Extrait du document
§ §

2002

Interview de Jean Ziegler pour son départ de l'Université

récolte des bananes en Gambie - © FAO Le professeur Jean Ziegler s'engage pour le droit à l'alimentation

Le professeur de sociologie Jean Ziegler donnera sa leçon d'adieu le jeudi 30 mai 2002. Cet homme remuant et médiatique, après trente ans de fonction à l'Université de Genève, a choisi de se consacrer à son mandat onusien de Rapporteur spécial pour le droit à l'alimentation. Tour d'horizon.

 

 

Que fait un Rapporteur spécial pour le droit à l'alimentation?

§ §

Données fournies
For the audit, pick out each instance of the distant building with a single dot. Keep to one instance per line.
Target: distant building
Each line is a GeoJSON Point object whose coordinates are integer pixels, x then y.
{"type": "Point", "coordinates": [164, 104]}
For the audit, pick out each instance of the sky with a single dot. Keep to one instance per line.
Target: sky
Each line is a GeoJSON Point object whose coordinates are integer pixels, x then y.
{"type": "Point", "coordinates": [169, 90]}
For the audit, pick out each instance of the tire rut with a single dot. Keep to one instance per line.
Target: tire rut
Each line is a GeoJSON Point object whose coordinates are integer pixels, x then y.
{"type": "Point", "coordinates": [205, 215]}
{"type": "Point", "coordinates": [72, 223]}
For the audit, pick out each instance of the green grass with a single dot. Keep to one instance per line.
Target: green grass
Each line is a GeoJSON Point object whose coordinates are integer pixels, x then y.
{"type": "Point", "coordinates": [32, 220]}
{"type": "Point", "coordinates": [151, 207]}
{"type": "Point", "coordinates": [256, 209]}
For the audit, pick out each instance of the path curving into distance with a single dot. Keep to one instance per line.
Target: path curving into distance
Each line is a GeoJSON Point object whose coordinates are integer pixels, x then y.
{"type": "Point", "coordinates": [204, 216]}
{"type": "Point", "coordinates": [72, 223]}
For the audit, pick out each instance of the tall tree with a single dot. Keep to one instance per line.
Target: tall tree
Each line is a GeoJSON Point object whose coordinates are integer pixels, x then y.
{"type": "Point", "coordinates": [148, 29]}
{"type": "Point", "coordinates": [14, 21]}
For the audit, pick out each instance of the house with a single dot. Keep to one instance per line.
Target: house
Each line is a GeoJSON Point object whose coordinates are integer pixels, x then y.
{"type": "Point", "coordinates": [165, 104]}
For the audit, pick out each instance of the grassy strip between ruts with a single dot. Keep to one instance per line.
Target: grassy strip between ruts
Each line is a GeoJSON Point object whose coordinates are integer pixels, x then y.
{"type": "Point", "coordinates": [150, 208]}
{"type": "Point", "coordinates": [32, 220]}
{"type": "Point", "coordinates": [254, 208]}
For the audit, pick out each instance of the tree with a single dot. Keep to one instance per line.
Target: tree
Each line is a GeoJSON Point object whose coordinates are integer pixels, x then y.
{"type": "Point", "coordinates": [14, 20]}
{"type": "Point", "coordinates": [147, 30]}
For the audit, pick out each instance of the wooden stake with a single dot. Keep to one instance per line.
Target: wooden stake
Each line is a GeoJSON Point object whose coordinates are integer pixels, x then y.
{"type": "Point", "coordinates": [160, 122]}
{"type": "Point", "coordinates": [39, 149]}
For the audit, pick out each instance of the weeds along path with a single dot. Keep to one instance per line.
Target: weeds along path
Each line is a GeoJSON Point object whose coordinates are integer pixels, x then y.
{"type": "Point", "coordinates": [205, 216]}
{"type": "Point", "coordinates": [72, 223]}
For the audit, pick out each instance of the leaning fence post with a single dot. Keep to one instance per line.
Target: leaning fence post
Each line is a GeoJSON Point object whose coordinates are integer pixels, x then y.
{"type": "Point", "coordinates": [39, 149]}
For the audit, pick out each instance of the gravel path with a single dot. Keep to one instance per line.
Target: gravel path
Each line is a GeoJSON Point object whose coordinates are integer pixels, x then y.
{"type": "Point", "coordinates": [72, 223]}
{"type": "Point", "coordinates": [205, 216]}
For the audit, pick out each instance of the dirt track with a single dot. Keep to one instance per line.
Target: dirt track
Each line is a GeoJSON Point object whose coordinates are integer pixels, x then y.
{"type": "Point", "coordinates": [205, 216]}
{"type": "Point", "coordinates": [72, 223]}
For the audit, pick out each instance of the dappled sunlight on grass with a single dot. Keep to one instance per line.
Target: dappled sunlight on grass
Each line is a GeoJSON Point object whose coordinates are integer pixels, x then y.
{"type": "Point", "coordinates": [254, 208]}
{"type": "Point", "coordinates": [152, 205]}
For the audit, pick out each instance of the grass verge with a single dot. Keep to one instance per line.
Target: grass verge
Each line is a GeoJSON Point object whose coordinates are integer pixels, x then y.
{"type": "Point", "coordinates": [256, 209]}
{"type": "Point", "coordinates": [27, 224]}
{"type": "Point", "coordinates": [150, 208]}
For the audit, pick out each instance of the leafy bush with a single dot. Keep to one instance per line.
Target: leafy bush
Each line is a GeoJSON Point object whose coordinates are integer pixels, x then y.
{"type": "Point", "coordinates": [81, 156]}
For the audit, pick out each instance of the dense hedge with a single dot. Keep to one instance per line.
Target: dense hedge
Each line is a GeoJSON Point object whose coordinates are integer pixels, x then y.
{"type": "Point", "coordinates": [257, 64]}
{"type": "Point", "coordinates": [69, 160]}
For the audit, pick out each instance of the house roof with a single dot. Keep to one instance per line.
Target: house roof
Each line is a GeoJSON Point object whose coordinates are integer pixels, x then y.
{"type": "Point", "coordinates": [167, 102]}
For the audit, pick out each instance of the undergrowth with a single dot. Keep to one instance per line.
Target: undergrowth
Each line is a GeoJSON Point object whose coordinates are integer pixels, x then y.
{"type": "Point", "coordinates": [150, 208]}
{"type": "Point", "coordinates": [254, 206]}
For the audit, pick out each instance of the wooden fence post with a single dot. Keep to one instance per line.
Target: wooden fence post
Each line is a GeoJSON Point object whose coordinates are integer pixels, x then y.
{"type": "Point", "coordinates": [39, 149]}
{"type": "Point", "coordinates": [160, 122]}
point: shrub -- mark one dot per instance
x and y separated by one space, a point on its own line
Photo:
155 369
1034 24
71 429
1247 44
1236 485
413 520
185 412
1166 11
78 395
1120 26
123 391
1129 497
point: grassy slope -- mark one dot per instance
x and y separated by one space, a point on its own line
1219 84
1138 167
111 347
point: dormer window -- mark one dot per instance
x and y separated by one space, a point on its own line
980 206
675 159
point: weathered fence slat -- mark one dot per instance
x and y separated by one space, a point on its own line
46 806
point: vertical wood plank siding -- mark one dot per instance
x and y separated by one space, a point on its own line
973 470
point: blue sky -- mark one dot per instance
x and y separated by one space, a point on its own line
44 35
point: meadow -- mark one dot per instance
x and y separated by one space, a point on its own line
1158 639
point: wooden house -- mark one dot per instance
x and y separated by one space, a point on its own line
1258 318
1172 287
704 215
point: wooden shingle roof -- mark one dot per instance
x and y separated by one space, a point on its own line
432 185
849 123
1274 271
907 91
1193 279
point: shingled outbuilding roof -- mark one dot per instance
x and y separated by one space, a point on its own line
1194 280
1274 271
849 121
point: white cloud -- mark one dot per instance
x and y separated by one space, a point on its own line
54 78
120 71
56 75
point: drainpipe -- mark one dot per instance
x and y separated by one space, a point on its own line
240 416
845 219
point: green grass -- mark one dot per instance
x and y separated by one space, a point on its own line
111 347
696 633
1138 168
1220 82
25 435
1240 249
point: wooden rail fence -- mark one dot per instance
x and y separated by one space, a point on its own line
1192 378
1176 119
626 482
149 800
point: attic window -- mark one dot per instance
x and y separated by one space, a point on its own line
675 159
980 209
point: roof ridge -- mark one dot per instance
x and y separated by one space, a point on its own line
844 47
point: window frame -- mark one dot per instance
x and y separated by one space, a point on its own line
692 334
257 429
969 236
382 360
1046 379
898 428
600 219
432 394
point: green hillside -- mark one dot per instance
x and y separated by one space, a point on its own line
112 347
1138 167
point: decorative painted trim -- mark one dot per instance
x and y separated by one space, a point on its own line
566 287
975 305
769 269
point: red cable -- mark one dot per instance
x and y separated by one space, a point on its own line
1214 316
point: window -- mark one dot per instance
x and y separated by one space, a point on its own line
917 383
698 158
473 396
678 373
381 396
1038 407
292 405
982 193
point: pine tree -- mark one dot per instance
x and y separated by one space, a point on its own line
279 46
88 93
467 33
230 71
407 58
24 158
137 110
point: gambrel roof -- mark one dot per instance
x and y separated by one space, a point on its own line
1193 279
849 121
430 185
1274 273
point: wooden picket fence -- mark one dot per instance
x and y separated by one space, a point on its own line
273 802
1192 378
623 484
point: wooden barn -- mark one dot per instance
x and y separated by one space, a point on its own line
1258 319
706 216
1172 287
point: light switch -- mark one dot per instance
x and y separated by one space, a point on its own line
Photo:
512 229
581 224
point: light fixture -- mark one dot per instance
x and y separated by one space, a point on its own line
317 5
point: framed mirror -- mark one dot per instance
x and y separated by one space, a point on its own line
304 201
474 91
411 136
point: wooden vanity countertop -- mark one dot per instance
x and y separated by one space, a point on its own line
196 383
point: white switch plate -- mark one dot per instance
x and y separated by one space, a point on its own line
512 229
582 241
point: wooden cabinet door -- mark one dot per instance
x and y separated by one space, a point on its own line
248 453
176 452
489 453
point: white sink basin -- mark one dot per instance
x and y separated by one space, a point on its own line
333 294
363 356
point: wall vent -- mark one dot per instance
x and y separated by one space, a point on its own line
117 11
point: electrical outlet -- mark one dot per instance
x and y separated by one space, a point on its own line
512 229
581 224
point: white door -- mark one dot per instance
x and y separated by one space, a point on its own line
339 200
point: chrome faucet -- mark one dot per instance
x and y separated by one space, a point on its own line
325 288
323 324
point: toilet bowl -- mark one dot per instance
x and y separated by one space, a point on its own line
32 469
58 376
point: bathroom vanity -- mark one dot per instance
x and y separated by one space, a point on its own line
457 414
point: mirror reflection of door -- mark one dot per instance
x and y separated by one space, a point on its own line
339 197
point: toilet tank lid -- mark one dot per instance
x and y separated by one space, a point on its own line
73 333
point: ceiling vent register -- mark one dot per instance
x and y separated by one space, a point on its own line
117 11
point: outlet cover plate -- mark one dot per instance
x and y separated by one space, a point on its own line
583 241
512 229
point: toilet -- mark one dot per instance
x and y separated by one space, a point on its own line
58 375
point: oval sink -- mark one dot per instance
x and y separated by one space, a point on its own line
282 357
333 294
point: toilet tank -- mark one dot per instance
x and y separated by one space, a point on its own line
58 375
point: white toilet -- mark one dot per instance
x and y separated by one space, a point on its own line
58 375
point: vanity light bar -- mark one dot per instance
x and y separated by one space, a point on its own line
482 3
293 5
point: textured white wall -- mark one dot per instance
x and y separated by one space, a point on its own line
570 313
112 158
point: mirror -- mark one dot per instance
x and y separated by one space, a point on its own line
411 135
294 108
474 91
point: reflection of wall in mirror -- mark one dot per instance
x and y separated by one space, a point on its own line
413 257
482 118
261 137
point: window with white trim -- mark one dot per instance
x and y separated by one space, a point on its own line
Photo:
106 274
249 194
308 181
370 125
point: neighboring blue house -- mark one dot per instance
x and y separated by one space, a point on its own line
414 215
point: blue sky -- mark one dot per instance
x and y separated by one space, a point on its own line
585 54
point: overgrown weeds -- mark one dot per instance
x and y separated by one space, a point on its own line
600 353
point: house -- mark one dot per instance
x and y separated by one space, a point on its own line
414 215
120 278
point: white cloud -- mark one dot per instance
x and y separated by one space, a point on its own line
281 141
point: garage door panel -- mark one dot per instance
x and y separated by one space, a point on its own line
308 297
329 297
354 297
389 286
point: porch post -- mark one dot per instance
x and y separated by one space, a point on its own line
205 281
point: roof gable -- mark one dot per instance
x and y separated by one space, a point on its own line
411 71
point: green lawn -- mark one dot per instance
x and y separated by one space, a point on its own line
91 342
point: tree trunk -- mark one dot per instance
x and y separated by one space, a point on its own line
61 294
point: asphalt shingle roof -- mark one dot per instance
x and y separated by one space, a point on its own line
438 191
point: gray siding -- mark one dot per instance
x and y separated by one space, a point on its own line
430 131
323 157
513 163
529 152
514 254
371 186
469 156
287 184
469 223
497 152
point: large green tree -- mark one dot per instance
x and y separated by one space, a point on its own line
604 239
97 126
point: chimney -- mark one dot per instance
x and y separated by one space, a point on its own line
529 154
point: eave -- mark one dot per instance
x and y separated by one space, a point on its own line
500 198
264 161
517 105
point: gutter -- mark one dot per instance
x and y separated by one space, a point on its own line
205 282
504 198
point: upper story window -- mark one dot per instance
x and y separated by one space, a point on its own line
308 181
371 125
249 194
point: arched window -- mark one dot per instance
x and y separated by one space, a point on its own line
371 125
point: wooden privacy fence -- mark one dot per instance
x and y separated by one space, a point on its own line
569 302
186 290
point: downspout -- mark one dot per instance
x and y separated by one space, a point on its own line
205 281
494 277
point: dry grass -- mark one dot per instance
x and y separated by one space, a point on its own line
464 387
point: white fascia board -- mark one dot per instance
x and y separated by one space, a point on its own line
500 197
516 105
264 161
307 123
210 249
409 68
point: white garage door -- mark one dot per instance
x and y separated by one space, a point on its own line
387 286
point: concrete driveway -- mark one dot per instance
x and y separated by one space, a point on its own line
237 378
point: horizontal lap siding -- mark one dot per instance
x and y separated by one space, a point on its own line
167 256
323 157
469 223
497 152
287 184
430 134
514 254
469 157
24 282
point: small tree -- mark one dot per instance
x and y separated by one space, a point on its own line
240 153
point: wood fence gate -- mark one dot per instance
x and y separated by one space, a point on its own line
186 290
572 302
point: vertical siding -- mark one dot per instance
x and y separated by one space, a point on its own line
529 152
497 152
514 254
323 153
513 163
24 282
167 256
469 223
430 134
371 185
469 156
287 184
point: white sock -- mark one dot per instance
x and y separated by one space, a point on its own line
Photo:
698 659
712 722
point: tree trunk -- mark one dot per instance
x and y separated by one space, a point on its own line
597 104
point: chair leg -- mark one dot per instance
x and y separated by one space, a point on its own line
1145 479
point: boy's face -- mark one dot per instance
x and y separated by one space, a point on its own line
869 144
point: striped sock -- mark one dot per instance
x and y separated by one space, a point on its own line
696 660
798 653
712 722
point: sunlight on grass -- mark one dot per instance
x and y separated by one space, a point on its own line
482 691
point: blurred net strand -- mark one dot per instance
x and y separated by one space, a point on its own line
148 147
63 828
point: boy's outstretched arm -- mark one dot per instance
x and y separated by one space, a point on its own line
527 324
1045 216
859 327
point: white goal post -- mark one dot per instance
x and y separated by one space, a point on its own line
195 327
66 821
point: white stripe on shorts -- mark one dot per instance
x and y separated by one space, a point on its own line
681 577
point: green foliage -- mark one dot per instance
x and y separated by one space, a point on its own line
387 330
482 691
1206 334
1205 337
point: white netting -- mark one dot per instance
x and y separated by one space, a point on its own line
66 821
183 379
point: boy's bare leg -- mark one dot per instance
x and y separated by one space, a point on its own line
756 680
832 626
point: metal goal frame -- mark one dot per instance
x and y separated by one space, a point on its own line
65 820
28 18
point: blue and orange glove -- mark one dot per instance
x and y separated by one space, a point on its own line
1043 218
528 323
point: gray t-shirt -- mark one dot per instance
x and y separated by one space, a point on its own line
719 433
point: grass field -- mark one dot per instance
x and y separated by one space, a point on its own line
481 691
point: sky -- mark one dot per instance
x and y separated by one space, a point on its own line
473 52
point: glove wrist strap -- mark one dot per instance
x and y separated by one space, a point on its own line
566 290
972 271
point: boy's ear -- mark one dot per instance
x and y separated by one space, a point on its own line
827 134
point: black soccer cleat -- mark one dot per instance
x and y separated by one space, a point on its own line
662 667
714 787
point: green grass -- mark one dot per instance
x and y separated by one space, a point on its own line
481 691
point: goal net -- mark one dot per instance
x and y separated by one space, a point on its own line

§ §

Travail à faire
A. Relevez toutes les lignes de la liste qui contiennent le mot "house".
B. Rédigez la suite de l'interview de Jean Ziegler, à partir de sa dernière phrase.

Réponses fournies
A.
For the audit, pick out each instance of the house with a single dot. Keep to one instance per line.
Target: house
For the audit, pick out each instance of the house roof with a single dot. Keep to one instance per line.
Target: house roof
point: wooden house -- mark one dot per instance
point: neighboring blue house -- mark one dot per instance
point: house -- mark one dot per instance

B.
Jean Ziegler: Mon mandat est de créer une nouvelle norme de droit international public. En effet, 826 millions de personnes sont, chroniquement et gravement, sous-alimentées dans le monde et chaque jour, 100'000 personnes meurent de faim. Or cette situation n'est pas une fatalité. Selon la FAO, notre planète a les capacités de nourrir 12 milliards d'êtres humains. L'objectif est donc d'obliger les Etats à prendre des mesures afin que ce génocide silencieux cesse. Il est par exemple impératif qu'en Amérique latine et en Asie, les collectivités publiques entreprennent une réforme agraire pour faciliter l'accès à la terre et mettent sur pied une politique de revenu minimum.

N'est-ce pas utopique? Avec les événements actuels, on constate tous les jours que le droit international est bafoué.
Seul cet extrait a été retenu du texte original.